[Data records]
>> start

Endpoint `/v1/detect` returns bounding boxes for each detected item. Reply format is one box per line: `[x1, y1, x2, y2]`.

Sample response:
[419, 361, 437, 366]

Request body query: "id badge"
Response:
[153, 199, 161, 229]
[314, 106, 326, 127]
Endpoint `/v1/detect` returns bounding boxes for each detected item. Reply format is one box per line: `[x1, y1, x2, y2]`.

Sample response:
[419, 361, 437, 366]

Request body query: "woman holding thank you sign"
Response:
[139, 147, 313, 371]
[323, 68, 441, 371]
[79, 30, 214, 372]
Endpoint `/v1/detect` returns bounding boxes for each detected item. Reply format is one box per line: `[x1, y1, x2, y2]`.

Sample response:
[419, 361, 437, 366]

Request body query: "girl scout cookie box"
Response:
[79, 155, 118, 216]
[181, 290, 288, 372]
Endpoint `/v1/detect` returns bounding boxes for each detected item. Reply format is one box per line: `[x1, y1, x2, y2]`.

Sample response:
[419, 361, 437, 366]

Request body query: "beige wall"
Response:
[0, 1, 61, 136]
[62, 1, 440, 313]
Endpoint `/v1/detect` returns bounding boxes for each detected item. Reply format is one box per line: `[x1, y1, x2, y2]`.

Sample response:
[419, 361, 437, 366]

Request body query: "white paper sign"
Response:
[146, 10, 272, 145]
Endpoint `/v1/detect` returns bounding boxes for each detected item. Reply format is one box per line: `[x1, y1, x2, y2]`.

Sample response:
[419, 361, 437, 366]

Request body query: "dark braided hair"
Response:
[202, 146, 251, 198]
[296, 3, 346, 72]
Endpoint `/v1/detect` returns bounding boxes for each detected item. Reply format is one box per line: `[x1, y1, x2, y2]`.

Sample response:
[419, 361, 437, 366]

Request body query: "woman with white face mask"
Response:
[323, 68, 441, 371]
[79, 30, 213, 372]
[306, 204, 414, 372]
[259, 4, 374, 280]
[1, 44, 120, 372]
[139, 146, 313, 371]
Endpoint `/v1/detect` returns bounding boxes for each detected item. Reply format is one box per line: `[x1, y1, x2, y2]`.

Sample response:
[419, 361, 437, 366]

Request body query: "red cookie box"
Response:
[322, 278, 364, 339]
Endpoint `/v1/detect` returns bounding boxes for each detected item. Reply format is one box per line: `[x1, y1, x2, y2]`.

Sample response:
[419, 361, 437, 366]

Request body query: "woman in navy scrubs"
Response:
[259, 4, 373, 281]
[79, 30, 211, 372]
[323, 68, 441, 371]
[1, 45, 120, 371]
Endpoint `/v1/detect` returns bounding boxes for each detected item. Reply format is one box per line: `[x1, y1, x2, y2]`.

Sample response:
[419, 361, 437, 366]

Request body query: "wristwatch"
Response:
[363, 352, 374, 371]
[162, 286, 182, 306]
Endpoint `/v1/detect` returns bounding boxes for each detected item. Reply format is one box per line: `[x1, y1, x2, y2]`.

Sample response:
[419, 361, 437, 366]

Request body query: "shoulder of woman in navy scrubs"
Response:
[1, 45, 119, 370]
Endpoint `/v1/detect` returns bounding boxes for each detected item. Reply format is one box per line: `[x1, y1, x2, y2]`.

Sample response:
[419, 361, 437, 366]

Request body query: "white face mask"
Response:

>> end

#### Task statement
Report how many lines in the rows above contain the word "sign", giving only the number.

#### Result for this exercise
2